### KETENTUAN LATIHAN
Tuliskan ulang baris-baris item tanpa perubahan apa pun, mulai dari baris yang memuat "Circle green algae on concrete." hingga baris yang memuat "[0,350,178,531]", dengan kedua baris itu turut disertakan.

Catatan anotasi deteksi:
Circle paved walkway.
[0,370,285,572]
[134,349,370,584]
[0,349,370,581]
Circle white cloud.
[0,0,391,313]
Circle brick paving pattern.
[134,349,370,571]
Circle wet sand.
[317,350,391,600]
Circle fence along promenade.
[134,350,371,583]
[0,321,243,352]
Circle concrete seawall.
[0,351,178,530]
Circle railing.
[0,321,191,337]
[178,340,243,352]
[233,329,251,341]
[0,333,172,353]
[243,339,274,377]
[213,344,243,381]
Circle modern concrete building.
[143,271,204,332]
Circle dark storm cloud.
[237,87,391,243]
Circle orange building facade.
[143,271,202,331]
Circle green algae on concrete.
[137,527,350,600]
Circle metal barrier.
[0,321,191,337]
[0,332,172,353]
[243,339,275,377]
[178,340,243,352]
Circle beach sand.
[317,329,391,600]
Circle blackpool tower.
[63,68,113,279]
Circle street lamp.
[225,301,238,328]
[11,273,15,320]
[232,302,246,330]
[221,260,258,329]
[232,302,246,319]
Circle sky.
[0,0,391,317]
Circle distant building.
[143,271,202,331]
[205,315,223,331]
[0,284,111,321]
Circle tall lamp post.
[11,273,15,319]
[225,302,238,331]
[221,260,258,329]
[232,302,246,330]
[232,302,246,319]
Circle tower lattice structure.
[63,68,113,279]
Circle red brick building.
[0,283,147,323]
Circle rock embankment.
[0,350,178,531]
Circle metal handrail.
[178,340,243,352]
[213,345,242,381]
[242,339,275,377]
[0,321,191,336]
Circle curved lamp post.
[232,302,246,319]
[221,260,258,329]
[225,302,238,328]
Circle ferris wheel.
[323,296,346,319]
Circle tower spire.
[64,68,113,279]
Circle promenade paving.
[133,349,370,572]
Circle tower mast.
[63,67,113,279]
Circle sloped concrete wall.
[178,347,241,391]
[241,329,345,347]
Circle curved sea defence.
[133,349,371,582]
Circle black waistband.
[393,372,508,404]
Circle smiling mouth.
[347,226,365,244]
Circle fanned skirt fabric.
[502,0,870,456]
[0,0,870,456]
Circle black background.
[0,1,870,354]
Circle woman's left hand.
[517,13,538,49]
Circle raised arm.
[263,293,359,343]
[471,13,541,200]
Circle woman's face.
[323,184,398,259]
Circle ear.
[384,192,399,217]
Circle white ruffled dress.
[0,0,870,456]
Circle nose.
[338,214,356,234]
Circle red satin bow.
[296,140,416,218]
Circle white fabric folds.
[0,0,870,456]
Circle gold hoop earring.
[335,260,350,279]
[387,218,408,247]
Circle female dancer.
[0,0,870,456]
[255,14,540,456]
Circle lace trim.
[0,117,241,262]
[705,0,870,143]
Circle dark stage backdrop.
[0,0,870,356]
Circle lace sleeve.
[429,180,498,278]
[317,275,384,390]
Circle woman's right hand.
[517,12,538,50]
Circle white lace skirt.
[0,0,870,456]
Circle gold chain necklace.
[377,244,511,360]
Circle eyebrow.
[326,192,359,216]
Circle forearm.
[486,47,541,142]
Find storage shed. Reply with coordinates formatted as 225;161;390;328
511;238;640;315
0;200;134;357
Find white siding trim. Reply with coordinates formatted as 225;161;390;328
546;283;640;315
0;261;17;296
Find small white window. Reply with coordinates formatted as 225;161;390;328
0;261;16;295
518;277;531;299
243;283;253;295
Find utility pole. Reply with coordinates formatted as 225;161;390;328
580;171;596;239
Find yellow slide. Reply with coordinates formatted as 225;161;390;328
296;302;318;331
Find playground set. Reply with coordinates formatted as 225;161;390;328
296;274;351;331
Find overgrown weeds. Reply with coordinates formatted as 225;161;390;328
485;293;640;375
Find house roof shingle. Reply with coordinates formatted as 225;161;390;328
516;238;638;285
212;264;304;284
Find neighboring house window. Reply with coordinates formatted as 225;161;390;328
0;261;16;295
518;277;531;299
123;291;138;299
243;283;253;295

--

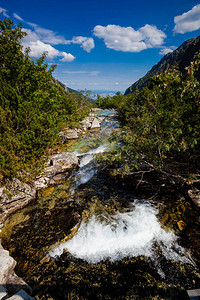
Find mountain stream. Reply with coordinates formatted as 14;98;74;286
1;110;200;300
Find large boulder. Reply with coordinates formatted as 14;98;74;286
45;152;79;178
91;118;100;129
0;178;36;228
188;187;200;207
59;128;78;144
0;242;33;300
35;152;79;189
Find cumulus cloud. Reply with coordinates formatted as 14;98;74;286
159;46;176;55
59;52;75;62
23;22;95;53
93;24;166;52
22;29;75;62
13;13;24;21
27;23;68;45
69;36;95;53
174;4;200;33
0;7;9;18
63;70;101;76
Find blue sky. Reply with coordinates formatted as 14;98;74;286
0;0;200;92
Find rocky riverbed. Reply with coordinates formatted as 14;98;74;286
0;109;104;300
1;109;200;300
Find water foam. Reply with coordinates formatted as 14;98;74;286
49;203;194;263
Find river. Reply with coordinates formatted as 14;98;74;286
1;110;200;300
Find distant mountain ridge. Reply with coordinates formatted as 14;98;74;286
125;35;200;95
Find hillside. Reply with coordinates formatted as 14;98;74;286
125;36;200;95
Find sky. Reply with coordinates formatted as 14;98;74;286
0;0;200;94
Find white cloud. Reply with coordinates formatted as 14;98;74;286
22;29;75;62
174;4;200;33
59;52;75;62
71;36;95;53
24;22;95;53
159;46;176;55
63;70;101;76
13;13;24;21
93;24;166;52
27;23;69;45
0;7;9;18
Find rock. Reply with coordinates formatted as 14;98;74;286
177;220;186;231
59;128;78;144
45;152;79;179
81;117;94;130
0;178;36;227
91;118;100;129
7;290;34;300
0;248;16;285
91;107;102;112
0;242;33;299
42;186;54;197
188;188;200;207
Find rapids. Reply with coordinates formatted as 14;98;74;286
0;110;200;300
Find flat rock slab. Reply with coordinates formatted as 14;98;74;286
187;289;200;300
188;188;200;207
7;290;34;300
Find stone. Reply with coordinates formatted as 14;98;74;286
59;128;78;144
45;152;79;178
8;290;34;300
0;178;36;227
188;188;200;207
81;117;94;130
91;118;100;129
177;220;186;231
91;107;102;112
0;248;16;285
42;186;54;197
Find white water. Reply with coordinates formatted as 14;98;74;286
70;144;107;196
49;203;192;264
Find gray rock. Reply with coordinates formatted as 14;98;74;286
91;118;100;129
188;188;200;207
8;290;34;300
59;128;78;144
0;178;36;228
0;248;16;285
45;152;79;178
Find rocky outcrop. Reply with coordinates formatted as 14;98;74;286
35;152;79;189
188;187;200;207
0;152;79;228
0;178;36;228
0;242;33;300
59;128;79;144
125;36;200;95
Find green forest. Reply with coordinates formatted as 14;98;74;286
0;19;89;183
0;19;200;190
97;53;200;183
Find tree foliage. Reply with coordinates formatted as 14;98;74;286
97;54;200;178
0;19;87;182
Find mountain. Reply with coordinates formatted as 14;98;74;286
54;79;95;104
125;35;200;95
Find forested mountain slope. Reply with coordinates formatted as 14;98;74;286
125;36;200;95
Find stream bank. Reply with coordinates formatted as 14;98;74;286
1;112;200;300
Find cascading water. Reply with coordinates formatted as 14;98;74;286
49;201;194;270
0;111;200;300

### JAWABAN LENGKAP
Circle green algae on concrete.
[137,527,350,600]
Circle metal barrier.
[0,321,191,337]
[0,332,172,353]
[243,339,275,377]
[178,340,243,352]
Circle beach sand.
[317,329,391,600]
Circle blackpool tower.
[63,68,113,279]
Circle street lamp.
[225,301,238,328]
[11,273,15,320]
[232,302,246,330]
[221,260,258,329]
[232,302,246,319]
Circle sky.
[0,0,391,317]
Circle distant building.
[143,271,202,331]
[205,315,223,331]
[0,284,111,321]
Circle tall lamp post.
[11,273,15,319]
[225,302,238,331]
[221,260,258,329]
[232,302,246,330]
[232,302,246,319]
Circle tower lattice structure.
[63,68,113,279]
Circle red brick building.
[0,283,147,323]
Circle rock embankment.
[0,350,178,531]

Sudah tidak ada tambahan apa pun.